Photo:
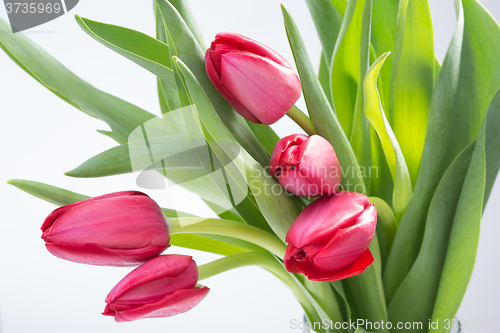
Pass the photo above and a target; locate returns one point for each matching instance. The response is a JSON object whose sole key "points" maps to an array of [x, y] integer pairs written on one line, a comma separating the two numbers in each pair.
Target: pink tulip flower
{"points": [[306, 166], [329, 240], [254, 79], [162, 287], [117, 229]]}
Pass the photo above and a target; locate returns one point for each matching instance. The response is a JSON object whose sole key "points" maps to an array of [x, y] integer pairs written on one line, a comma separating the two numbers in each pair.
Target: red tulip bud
{"points": [[329, 240], [117, 229], [306, 166], [162, 287], [254, 79]]}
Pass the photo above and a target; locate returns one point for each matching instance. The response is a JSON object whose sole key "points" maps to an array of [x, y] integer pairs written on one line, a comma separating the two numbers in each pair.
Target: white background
{"points": [[42, 137]]}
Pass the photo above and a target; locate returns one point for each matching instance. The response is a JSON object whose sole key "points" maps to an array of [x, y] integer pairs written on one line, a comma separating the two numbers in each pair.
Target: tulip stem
{"points": [[387, 218], [301, 119], [266, 261], [228, 228]]}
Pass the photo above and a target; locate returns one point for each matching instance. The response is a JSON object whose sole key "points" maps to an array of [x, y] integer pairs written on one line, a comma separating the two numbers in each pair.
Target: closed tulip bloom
{"points": [[254, 79], [306, 166], [329, 240], [117, 229], [162, 287]]}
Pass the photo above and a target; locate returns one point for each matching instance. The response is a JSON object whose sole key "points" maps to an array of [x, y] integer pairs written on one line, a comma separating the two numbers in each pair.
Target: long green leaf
{"points": [[142, 49], [464, 235], [412, 79], [327, 20], [182, 7], [277, 208], [321, 112], [121, 116], [189, 51], [402, 182], [345, 67], [385, 13], [466, 85], [360, 134], [419, 288]]}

────────────────────

What is needed. Please copy the entries above word for word, from the first line of the entries through the line that contains "Target: pink tulip flower". Omit the pictures.

Correct result.
Photo:
Pass the photo above and a target; locate returns one point for each matching instance. The response is a JSON object whose sole key "points" maps to an array of [x, y] integer pairs written on one line, a comma separating the two numbers in each pair.
Target: pink tulip flower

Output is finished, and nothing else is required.